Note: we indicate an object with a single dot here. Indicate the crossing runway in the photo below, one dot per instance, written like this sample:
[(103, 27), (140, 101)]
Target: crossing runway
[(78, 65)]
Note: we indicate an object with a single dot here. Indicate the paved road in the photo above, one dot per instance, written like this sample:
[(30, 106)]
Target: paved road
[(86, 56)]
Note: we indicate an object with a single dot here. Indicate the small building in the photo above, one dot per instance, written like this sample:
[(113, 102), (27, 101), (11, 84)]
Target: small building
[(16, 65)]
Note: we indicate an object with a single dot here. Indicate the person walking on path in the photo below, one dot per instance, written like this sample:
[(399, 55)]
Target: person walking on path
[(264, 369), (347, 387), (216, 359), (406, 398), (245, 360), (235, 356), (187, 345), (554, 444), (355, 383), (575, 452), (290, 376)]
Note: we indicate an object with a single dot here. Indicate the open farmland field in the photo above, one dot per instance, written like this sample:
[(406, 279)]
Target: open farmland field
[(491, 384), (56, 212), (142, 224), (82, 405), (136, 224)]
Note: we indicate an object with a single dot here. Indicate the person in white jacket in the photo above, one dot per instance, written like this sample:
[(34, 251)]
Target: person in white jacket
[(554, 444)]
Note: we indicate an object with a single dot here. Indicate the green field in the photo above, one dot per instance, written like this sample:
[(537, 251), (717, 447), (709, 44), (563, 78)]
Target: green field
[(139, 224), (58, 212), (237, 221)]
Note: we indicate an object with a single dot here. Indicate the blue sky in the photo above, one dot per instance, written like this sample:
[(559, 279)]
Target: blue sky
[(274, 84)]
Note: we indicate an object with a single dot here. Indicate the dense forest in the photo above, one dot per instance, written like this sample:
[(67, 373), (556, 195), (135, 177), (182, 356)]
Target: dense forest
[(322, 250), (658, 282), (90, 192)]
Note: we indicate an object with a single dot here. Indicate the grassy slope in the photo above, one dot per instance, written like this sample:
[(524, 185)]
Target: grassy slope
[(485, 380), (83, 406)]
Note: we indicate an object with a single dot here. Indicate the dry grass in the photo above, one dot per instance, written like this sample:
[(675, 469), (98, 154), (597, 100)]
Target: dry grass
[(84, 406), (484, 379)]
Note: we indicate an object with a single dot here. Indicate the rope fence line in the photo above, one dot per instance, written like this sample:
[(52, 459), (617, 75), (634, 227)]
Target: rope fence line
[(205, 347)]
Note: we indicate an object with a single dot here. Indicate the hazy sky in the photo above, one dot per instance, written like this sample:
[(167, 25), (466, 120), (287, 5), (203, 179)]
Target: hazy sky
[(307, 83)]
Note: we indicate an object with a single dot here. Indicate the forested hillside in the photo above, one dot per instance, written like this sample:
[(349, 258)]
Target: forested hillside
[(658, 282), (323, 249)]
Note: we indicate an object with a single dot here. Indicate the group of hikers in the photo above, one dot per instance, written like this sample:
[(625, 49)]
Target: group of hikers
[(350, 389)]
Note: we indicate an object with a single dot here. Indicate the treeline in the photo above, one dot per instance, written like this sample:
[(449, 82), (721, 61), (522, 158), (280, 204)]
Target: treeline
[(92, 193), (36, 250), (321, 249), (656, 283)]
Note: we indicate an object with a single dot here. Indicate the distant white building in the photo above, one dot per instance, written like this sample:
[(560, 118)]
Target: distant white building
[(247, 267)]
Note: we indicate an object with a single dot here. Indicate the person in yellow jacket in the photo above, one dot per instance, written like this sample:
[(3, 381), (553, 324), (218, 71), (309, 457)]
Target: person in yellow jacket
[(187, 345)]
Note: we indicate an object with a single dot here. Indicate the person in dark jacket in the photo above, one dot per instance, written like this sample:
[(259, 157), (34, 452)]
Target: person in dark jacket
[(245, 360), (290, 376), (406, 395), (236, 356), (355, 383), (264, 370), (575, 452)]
################
[Work task] Copy out the entire material exactly.

[Task answer]
Note: we indicate an object with a single dot here. Indicate the crossing runway in the photo below, one dot per instance, written like this sample:
[(103, 27), (140, 101)]
Target: crossing runway
[(78, 65)]
Note: we indicate an object with a single dot here. Indicate the paved road in the photo above, one dot per instance, written like this sample:
[(30, 106)]
Target: paved road
[(86, 56)]
Note: we indicate an object with a single dot here. Indicate the small building in the photo above, one dot per instance, written like this sample:
[(113, 102), (27, 101), (11, 84)]
Target: small building
[(16, 65)]
Note: we indicate an object with a single dot here. Indicate the person walking on path in the photo below, one dot per instance, written like this sample:
[(399, 55)]
Target: person walking on path
[(264, 369), (347, 387), (216, 359), (406, 398), (245, 360), (235, 356), (187, 345), (554, 444), (355, 383), (575, 452), (290, 376)]
Note: we indicate an object with a single dot here. Indicate the open farmland field in the photo above, one dot per instance, written like this sample:
[(406, 279)]
Target: open farmland field
[(491, 384), (56, 212), (142, 224), (82, 405), (136, 224)]
Note: we indicate an object with a single dot here. Indicate the person in white jacket in the photo above, one dot per instance, written like this sample:
[(34, 251)]
Target: person in white jacket
[(554, 444)]
Note: we indicate an object with a single dot here. Indicate the green field in the photo above, one dot per instance, written like this sample:
[(537, 251), (717, 447), (709, 44), (563, 78)]
Target: green field
[(139, 224), (58, 212), (237, 221)]
Note: we indicate an object with a single dot here. Indicate the blue sky in the photo above, one dot per instance, written like this sample:
[(559, 279)]
Target: blue sky
[(274, 84)]
Note: we indicate an object with a single dot here. Indicate the dense forest in the photo above, one dot per instance, written like this sample:
[(67, 373), (556, 195), (135, 177), (182, 356)]
Target: dense forest
[(322, 250), (658, 282), (90, 192)]
Note: we indicate an object with a single dot here. Indicate the grassy slope in the photo above, one dot per instance, written like this sample:
[(524, 185)]
Target: grassy slope
[(485, 380), (83, 406)]
Note: we indicate an object with a single dot here. Indicate the dry grass in the photo above, one dot per instance, written like this sample:
[(675, 469), (98, 154), (597, 100)]
Target: dry grass
[(84, 406), (484, 379)]
Note: we indicate an object with a single dot here. Indicate the rope fence line in the photo above, one dot per instance, written like this sample:
[(52, 459), (617, 75), (634, 227)]
Target: rope fence line
[(205, 347)]
Note: we indicate an object with a single dot here. Indicate the hazy sky in the photo above, one dot per instance, written like this sample:
[(167, 25), (466, 120), (287, 5), (203, 179)]
Target: hazy sky
[(307, 83)]
Note: we indicate an object with a single dot here. Indicate the forested hillside in the photo above, one dot per instance, written like this sample:
[(349, 258)]
Target: forested hillside
[(658, 282), (323, 249)]
Note: we indicate an object with a single dot here. Indicate the group of hikers in the photo above, one dot per instance, written like this sample:
[(625, 49)]
Target: group of hikers
[(350, 389)]
Note: we indicate an object with a single dot here. Indicate the treeline in the photo above, one dot per instance, written like this sample:
[(449, 82), (721, 61), (522, 158), (280, 204)]
Target: treeline
[(92, 193), (36, 250), (321, 249), (656, 283)]
Note: we indicate an object with a single dot here. Indicate the distant white building in the photo above, one dot per instance, written like this sample:
[(560, 118)]
Target: distant white building
[(247, 267)]
Note: we indicate an object with a single dot here. Indicate the person in yellow jacket in the photo above, one dot per instance, written like this sample:
[(3, 381), (553, 324), (218, 71), (309, 457)]
Target: person in yellow jacket
[(187, 345)]
Note: we indicate an object with a single dot here. Indicate the person in dark jacket in the photo above, one dot per instance, written like this sample:
[(259, 157), (34, 452)]
Target: person in dark jacket
[(245, 360), (290, 376), (406, 395), (236, 356), (355, 383), (264, 370), (575, 452)]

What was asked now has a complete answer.